• **Prompt**:
Your task is to write out exactly the lines from the line containing "Target: standing man" through the end of the records, inclusive at both ends.
============
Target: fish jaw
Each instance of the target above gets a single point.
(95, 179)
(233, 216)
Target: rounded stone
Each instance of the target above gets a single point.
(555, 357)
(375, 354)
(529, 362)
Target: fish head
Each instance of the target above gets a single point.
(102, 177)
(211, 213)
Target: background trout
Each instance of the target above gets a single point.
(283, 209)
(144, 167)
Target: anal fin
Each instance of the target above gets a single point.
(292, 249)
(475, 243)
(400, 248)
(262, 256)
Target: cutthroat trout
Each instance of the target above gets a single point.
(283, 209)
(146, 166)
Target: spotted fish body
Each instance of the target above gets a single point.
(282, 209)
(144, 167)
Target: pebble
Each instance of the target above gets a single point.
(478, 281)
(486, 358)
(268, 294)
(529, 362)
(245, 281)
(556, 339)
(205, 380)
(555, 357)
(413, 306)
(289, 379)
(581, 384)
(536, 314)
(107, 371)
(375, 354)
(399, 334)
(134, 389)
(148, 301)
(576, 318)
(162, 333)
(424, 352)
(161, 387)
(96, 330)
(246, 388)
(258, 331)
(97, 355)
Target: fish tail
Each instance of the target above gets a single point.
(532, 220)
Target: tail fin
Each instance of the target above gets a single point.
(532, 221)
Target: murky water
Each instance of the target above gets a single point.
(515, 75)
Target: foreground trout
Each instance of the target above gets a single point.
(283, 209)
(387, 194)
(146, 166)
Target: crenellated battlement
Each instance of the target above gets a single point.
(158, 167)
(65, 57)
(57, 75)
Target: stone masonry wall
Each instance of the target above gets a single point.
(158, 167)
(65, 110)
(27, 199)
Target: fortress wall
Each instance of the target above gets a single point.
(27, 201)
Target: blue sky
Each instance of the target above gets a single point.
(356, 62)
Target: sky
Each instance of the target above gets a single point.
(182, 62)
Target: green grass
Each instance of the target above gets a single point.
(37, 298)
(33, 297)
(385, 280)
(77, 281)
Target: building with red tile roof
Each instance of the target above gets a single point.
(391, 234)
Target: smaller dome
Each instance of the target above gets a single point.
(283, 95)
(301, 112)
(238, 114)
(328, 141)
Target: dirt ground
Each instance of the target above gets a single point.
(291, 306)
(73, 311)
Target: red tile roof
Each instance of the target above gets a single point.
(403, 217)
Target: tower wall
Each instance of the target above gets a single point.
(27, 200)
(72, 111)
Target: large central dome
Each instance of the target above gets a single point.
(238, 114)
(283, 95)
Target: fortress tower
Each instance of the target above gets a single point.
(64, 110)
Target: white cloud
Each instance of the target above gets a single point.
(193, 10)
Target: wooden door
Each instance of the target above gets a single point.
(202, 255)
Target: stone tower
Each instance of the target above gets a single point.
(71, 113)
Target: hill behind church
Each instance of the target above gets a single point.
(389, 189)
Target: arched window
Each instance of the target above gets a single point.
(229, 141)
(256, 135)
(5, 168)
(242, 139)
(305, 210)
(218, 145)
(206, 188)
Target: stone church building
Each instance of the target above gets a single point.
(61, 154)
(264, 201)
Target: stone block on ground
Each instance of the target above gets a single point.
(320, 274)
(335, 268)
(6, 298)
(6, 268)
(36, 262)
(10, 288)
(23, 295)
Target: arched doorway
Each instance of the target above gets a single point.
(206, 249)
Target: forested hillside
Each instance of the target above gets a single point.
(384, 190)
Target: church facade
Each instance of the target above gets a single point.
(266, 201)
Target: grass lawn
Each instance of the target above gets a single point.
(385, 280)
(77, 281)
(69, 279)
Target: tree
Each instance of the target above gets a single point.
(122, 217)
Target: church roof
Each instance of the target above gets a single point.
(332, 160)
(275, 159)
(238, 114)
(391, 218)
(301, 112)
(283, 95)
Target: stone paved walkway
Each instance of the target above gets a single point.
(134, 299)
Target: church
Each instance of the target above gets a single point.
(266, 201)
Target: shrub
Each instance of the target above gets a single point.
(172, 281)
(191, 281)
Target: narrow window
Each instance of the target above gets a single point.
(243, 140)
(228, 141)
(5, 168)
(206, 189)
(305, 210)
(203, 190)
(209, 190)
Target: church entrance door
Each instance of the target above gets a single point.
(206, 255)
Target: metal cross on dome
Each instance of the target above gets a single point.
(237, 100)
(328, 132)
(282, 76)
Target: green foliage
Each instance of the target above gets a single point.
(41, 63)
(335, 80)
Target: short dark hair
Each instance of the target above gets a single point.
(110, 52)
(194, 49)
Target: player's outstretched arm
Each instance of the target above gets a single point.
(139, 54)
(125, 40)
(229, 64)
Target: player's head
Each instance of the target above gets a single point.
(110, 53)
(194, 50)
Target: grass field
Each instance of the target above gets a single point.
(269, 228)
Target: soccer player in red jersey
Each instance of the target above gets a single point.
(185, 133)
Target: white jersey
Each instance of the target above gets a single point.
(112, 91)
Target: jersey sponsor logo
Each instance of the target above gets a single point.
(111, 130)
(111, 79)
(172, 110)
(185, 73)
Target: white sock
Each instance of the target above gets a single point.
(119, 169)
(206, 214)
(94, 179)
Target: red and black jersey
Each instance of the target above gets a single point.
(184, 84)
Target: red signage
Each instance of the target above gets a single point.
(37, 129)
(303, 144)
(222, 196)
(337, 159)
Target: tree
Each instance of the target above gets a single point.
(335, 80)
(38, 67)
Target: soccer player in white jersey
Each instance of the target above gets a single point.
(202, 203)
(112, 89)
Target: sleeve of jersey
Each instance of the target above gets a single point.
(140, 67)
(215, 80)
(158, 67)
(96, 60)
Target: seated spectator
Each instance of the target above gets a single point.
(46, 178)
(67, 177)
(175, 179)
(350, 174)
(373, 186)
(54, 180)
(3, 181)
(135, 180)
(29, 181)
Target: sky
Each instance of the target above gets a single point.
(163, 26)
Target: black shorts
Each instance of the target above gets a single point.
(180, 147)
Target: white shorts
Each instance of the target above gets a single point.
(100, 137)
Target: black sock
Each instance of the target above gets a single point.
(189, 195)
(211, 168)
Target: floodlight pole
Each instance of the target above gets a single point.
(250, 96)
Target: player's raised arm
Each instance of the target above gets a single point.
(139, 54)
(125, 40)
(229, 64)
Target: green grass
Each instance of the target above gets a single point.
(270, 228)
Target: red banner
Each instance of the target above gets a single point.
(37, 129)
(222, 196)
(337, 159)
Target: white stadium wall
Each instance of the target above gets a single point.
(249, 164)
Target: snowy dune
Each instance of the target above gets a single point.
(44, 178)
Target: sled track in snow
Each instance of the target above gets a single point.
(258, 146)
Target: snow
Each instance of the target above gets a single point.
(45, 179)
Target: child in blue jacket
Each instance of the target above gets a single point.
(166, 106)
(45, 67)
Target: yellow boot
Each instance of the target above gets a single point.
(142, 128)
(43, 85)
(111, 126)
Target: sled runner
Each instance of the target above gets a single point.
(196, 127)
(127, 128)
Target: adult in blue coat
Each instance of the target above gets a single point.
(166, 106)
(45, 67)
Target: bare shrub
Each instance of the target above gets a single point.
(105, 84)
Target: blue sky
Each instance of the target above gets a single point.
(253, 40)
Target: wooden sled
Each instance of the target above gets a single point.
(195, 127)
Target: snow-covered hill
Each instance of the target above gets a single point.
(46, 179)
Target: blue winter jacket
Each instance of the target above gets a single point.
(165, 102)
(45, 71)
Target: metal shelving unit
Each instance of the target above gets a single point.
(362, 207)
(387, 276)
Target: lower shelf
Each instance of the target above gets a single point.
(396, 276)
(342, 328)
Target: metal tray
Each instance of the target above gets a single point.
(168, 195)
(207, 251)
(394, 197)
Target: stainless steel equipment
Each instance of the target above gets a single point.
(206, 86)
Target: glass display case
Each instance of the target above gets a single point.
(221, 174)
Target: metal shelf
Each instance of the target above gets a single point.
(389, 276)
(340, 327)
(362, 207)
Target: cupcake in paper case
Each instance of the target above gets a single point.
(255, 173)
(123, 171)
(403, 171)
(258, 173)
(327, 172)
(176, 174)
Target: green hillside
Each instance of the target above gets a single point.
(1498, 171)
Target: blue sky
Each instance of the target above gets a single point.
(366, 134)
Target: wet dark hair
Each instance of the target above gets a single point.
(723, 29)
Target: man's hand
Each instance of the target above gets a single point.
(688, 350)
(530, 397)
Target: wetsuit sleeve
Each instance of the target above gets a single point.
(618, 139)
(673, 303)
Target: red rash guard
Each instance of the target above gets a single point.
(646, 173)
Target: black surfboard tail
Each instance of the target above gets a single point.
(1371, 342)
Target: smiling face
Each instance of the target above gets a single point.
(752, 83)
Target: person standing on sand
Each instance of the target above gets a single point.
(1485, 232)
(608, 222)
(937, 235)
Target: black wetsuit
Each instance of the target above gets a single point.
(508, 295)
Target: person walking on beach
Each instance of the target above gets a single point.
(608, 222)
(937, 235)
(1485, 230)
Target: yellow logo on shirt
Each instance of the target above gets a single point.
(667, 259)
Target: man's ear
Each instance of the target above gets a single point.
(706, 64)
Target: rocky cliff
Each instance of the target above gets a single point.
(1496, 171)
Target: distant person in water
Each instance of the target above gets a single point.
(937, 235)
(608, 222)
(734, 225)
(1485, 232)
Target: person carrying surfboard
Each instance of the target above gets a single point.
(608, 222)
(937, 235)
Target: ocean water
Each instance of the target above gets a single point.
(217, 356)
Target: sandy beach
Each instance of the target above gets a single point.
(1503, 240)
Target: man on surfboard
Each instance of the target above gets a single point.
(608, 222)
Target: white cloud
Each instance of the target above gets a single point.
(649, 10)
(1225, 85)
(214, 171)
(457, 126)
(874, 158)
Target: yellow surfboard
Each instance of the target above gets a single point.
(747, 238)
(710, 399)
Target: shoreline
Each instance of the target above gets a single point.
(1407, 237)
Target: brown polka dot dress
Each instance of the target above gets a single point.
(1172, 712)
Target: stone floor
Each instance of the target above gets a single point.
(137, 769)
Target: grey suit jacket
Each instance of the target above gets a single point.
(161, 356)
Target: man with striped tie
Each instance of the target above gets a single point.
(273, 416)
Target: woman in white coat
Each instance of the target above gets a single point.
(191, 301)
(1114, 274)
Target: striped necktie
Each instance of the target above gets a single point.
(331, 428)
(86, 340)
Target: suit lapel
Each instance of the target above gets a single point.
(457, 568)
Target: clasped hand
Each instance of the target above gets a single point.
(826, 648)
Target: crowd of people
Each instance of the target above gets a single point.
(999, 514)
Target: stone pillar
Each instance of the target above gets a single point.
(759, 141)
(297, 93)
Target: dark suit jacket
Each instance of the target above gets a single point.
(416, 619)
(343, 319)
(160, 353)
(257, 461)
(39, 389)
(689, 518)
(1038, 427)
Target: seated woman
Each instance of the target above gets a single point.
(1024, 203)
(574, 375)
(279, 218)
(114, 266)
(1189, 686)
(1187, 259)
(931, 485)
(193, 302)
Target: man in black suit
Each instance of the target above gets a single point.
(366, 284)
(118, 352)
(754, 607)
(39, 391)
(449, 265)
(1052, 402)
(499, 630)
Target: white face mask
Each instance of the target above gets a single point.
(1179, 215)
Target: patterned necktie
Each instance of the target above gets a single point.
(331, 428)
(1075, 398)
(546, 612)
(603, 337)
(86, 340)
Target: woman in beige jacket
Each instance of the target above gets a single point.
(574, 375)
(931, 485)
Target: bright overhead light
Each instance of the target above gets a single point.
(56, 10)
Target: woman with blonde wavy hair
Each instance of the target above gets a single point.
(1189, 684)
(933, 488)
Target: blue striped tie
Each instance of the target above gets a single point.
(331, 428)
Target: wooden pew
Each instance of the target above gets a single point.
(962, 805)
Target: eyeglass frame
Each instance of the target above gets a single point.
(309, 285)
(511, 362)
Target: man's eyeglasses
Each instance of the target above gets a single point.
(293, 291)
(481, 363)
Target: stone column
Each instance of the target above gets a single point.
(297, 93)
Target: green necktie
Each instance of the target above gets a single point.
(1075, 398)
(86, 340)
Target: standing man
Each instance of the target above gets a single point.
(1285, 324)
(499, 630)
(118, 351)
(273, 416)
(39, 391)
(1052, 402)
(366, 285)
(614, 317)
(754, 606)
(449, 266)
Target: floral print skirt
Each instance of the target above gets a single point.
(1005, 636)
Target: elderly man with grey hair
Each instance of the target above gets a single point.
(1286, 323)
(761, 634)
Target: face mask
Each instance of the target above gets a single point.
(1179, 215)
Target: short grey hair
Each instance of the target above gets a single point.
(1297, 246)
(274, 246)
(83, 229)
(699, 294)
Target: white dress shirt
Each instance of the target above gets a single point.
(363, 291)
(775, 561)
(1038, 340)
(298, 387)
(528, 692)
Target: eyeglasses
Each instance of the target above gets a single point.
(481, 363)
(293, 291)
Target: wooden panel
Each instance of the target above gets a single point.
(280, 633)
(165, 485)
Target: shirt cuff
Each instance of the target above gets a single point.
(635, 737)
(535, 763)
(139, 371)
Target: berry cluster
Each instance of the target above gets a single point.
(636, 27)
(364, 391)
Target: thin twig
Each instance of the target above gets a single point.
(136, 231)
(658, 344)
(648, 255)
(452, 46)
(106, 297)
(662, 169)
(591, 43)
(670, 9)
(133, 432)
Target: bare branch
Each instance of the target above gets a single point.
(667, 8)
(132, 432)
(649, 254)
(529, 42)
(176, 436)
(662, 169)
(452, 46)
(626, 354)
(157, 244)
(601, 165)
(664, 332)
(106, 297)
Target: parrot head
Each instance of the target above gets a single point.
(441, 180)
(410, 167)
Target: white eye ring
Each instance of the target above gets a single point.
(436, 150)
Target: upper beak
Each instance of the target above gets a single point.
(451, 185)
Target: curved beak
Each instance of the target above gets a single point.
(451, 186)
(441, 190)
============
• **Solution to the problem**:
Target: standing man
Each instance of the target above gets a single point.
(1285, 324)
(499, 630)
(118, 351)
(273, 416)
(39, 391)
(1052, 402)
(366, 285)
(614, 317)
(754, 606)
(449, 266)
Target: floral print skirt
Each instance of the target above gets a single point.
(1005, 636)
Target: elderly man with grey hair
Each instance of the target above gets a single point.
(1286, 323)
(761, 634)
Target: face mask
Each instance of the target above gets a single point.
(1179, 215)
Target: short grey hair
Each instance of the target above gets a single point.
(1297, 246)
(274, 246)
(83, 229)
(699, 294)
Target: white dress shirt
Each instance of the target above gets a single point.
(363, 291)
(775, 561)
(1038, 340)
(298, 387)
(528, 692)
Target: eyeglasses
Each instance of the target above gets a single point.
(481, 363)
(293, 291)
Target: wooden panel
Each instance of the target above gets a single point.
(280, 633)
(165, 485)
Target: shirt cuff
Each instance of the target above gets a single point.
(635, 737)
(535, 763)
(139, 371)
Target: berry cluster
Each instance of the target above gets a single point.
(636, 27)
(364, 391)
Target: thin twig
Each instance of the target above gets a single point.
(136, 231)
(658, 344)
(648, 255)
(452, 46)
(106, 297)
(662, 169)
(591, 43)
(670, 9)
(133, 432)
Target: bare branch
Each instance of the target above gets a single point.
(667, 8)
(132, 432)
(649, 254)
(529, 42)
(176, 436)
(662, 169)
(452, 46)
(626, 354)
(157, 244)
(601, 165)
(664, 332)
(106, 297)
Target: parrot head
Each instance of the target above gets a single point.
(441, 180)
(410, 167)
Target: white eye ring
Each instance of the target above gets a single point.
(436, 150)
Target: upper beak
Each instance of the target above gets a single point.
(451, 185)
Target: curved beak
Each instance of the target above gets a single point.
(451, 186)
(441, 190)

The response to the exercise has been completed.